---------- Текст для чтения ----------
В уэлбекском портрете есть ещё одна интригующая особенность: бриллианты, украшающие Елизавету Рэтленд, выглядят на картине тёмными, почти чёрными. Специалисты затрудняются делать определённое заключение о причине столь странного явления: то ли лак, то ли пигмент оказался в этом единственном случае некачественным и не выдержал испытания временем, то ли художник специально, по желанию заказчиков, изобразил бриллианты этой необыкновенной женщины чёрными, скрывающими своё сияние!
«Прославление Чарис» и маска «Гименей» во многом являются продолжением появившейся ещё в 1600—1601 годах джонсоновской пьесы «Развлечения Синтии», полной намёков в адрес Елизаветы Сидни, только что ставшей графиней Рэтленд. В очень интересном посвящении, как и в ряде других случаев, Джонсон обыгрывает смысловое значение фамилии Рэтлендов — «Manners». Упоминание об Аполлоне, «который теперь направляет Синтию», — прямая аллюзия на недавно заключённый брак Елизаветы; ей адресована и подпись автора: «Твой слуга, но не раб». Сохранился экземпляр пьесы с дарственной надписью Джонсона Люси Бедфорд: «Ярчайшей из звёзд Синтии». О тесной дружбе Елизаветы с Люси знали все. Другая джонсоновская надпись — на рукописной копии «Оды восторженной», опубликованной потом в честеровском сборнике, когда Джонсона не было в Англии, — свидетельствует, что появление этой книги не обошлось без участия Люси.
Джонсоновская Чарис — это Елизавета Рэтленд, бывшая центральной фигурой празднества в Уайтхолле по случаю бракосочетания её юного брата. Люси Бедфорд после воцарения Иакова была непременной участницей дворцовых увеселений, особенно джонсоновских масок, и её присутствие возле королевы никого не могло особенно поразить. А вот появление во дворце и участие в театрализованном празднестве дочери Филипа Сидни, о необычных отношениях которой с мужем к тому времени, наверное, уже знали все (а кое-кто знал о бельвуарской чете и более того), действительно было событием, и неудивительно, что взоры собравшихся устремились на неё: молодая поэтесса затмевала всех, в том числе и девочку-невесту.
---------- Исходные материалы ----------
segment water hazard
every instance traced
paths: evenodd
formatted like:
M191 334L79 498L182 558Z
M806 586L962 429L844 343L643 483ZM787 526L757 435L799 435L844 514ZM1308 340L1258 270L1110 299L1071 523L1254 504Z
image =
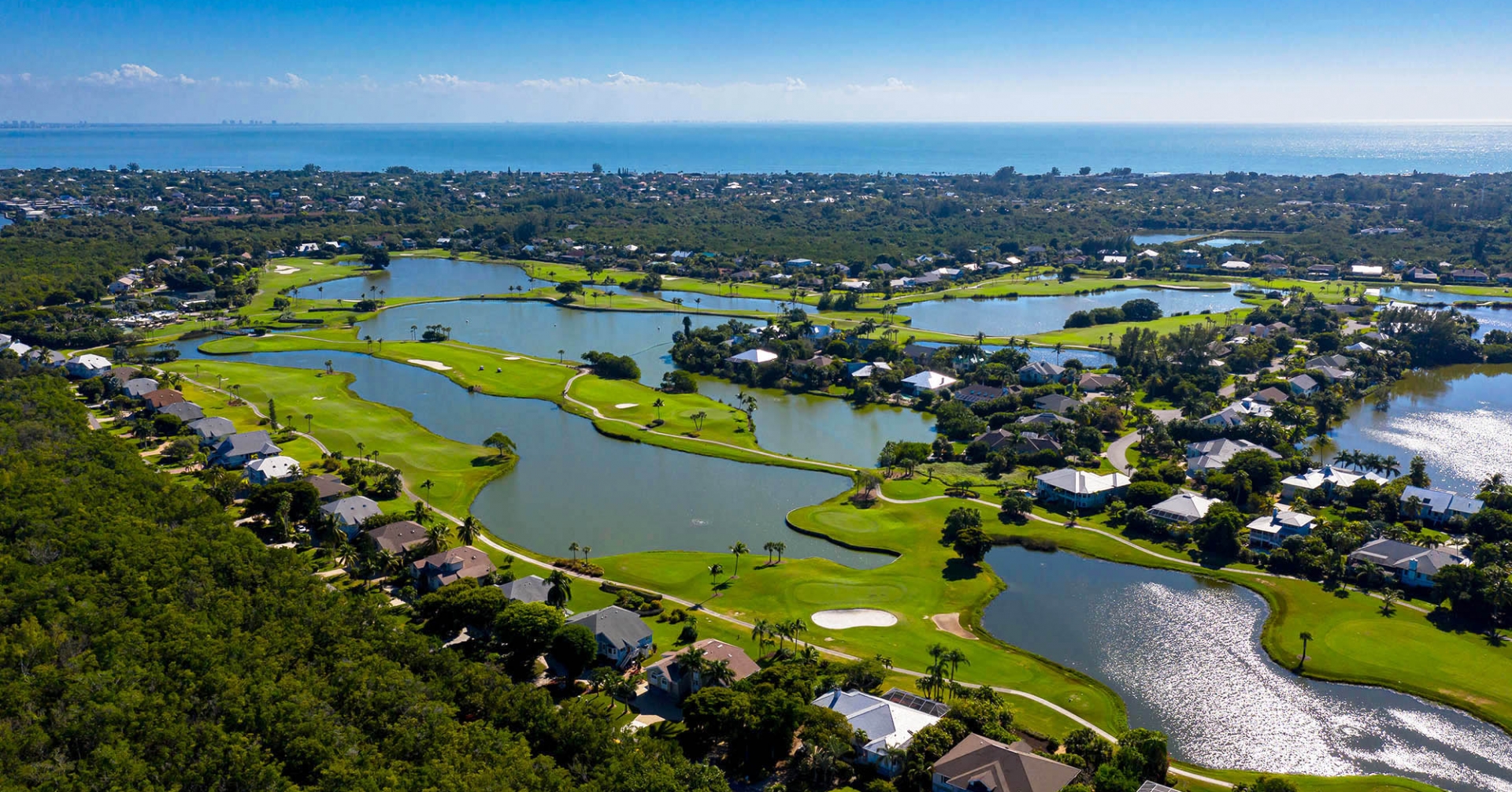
----------
### Что нужно сделать
**a)** Замените в тексте о Елизавете Рэтленд «девочку-невесту» на «юную невесту» и перепишите всё, начиная с «Джонсоновская Чарис —» и вниз до «числе и девочку-невесту.».
**b)** Кому, по тексту о Елизавете Рэтленд, Джонсон подписал экземпляр пьесы словами «Ярчайшей из звёзд Синтии»?

### Ответы по номерам
**a)**
Джонсоновская Чарис — это Елизавета Рэтленд, бывшая центральной фигурой празднества в Уайтхолле по случаю бракосочетания её юного брата. Люси Бедфорд после воцарения Иакова была непременной участницей дворцовых увеселений, особенно джонсоновских масок, и её присутствие возле королевы никого не могло особенно поразить. А вот появление во дворце и участие в театрализованном празднестве дочери Филипа Сидни, о необычных отношениях которой с мужем к тому времени, наверное, уже знали все (а кое-кто знал о бельвуарской чете и более того), действительно было событием, и неудивительно, что взоры собравшихся устремились на неё: молодая поэтесса затмевала всех, в том числе и юную невесту.

**b)** Люси Бедфорд.